Text provided:
-.-.-

Programming for Finance Assignment

Spring 2017

Christopher Rosholm - 24896389

Preamp

In [4]:
%matplotlib notebook
#Remove if not in Jupyter notebook
#Preamp
import numpy as np
import pandas as pd
pd.options.display.float_format = '{:,.2f}'.format
import matplotlib.pyplot as plt
from matplotlib import style
style.use('seaborn-whitegrid')
#print(plt.style.available)
import statsmodels.api as sm
import plotly 
plotly.tools.set_credentials_file(username='Jorgen.c.r', api_key='OGlmTbHeDHk4KZ214hLY')
from matplotlib.ticker import FuncFormatter
import pandas_datareader.data as web
import datetime as dt
import statsmodels.tools

Data import - main dataframe

In [5]:
path = str('C:\data\Assignment\data.xlsx') #This is the path from where I retrieve my data

# Had trouble obtaining data for Nikkei225 from Reuters, so I'll use 
# Yahoo Finance API
start = dt.datetime(2010,1,1) # Defining a start date for my web request
end = dt.datetime(2017,3,1) # Defining a end date for my web request

nikkei = web.DataReader('^N225', 'yahoo', start, end) # Dataframe with values for the Nikkei225 index
df = pd.read_excel(path,parse_cols="F:T",index_col=0, header=2, sheetname="Sheet2") # Main dataframe for all other instruments

# To ensure that I have data for all instruments, I slice my dataframe to align the dataframe
df = df.ix[0:1294]
df = df.merge(nikkei, left_index = True, right_index= True, how='left' )

-.-.-

Data excerpts:
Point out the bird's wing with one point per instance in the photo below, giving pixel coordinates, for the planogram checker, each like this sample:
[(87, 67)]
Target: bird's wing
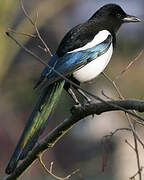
[(73, 60)]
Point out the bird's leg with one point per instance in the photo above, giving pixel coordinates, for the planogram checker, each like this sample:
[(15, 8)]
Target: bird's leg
[(72, 94)]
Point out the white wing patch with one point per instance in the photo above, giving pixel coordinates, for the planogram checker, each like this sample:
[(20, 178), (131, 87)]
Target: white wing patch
[(100, 37), (94, 68)]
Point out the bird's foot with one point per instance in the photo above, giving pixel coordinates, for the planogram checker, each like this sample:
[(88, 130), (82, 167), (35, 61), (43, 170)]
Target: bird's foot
[(88, 103), (76, 107)]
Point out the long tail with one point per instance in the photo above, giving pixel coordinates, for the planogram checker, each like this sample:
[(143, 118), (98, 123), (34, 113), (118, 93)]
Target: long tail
[(36, 123)]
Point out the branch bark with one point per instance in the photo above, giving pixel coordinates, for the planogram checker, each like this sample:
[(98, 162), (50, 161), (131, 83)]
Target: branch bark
[(77, 115)]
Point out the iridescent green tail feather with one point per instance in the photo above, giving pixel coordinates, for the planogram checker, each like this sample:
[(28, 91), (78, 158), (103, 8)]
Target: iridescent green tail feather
[(37, 121)]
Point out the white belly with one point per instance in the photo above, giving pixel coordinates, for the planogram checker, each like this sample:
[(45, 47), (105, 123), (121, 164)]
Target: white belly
[(94, 68)]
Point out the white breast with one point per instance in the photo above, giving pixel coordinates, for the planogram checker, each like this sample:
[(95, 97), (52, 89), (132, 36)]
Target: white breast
[(100, 37), (94, 68)]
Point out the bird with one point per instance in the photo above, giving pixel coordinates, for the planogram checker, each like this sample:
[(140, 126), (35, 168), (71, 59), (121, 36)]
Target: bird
[(81, 56)]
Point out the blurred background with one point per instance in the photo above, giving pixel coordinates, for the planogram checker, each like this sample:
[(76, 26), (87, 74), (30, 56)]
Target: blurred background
[(82, 147)]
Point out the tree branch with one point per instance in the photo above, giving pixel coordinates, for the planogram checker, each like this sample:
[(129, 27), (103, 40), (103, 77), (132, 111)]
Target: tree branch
[(77, 114)]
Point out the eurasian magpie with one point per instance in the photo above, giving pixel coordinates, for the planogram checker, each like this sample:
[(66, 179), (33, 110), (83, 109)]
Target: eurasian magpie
[(81, 56)]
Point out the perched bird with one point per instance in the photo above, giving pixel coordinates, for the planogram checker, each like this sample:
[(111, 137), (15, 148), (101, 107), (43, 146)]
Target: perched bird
[(81, 56)]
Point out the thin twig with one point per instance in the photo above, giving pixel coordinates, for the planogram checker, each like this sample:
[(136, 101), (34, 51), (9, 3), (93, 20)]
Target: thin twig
[(135, 136), (22, 33), (139, 171), (52, 138), (71, 82), (34, 23), (128, 143)]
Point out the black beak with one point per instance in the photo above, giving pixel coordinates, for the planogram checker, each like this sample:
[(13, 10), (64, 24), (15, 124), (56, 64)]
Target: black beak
[(130, 18)]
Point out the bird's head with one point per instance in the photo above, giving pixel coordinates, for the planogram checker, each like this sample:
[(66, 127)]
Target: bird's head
[(114, 16)]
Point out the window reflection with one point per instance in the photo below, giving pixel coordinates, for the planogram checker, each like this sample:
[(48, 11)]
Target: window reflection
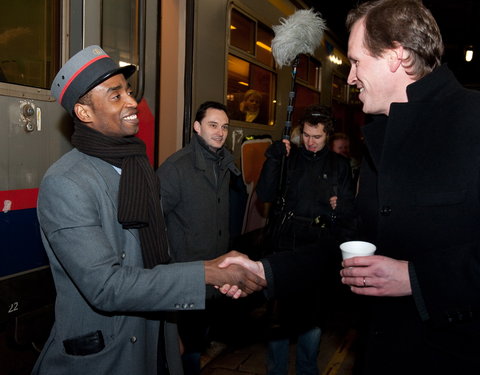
[(120, 33), (250, 91), (29, 40), (251, 78), (242, 32)]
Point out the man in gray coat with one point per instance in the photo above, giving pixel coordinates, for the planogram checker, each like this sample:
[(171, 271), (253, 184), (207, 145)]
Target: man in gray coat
[(103, 230), (197, 213)]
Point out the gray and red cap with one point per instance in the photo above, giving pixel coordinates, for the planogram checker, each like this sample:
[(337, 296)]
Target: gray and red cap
[(85, 70)]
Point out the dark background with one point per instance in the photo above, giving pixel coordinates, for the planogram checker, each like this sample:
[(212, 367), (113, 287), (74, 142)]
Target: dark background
[(459, 22)]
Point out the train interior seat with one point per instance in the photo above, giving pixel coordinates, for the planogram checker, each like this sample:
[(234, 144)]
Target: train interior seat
[(252, 158)]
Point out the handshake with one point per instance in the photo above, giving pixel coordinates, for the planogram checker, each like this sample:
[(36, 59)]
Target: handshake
[(235, 275)]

-.-.-

Aim of the task: Pick up the Programming for Finance assignment notebook right after its last line of code and keep writing it.

Reply to the task:
df.drop(df.columns[[2,14,15,16,18,19]], axis=1, inplace=True)
df.rename(columns={'Close': '.N225'}, inplace=True) 


df=df.fillna(method='ffill') # As there are some missing values due to holidays etc. I fill those values from last valid observation

# Importing key dates and assigning them as a pandas Series
dates = pd.read_excel(path, parse_cols="F", skiprows = 2, header=0, sheetname="Sheet2")
dates = pd.Series(df.index)

After import all my data, I end up with a dataframe looking like this:

In [6]:
df.head()
Out[6]:
.FTSE .HSCI .FTMIB .MCX .FCHI .SPX .GDAXI GBPEUR GBPUSD GB 10Y GILT GB 7Y GILT GB 2Y GILT GB 3M T-BILL .N225
Date
2017-03-01 7,382.90 3,253.68 19,364.39 2,059.87 4,960.83 2,395.96 12,067.19 1.17 1.23 1.19 0.82 0.10 0.21 19,393.54
2017-02-28 7,263.44 3,243.05 18,913.28 2,035.77 4,858.58 2,363.64 11,834.41 1.17 1.24 1.14 0.78 0.08 0.21 19,118.99
2017-02-27 7,253.00 3,262.23 18,914.30 2,056.46 4,845.18 2,369.75 11,822.67 1.17 1.24 1.15 0.80 0.09 0.21 19,107.47
2017-02-24 7,243.70 3,273.22 18,596.66 2,093.09 4,845.24 2,367.34 11,804.03 1.18 1.25 1.07 0.64 0.07 0.21 19,283.54
2017-02-23 7,271.37 3,299.29 18,819.49 2,093.09 4,891.29 2,363.81 11,947.83 1.19 1.26 1.15 0.70 0.07 0.21 19,371.46

Constructed functions

In [7]:
# Calculating log returns:
def calculate_logreturns(dataframe):
    df_return = np.log(dataframe/dataframe.shift(-1))
    return df_return

# Function for importing key dates:    
keypath = str('C:/Users/Christopher/Dropbox/2. ICMA Centre/2. Module/ICM142 - Programming for Finance/Assignment/keydates.xlsx')
def import_keydates(pathkey):
    "This is a function to retrieve key dates from an Excel sheet and append them in a list"
    temp1 = pd.read_excel(pathkey,names=['Dates'], parse_cols="A")
    temp2 = temp1['Dates']
    key_dates = []
    for j in range (0,len(temp2)):
        key_dates.append(pd.to_datetime(temp2.loc[j]))
    return key_dates

# Iterating through key dates to assign dummy variables:
def iteration(input_list, key_list, assigned_variable):
    """This function allows me to easily construct a list of dummy variables that depends on already pre-defined key dates"""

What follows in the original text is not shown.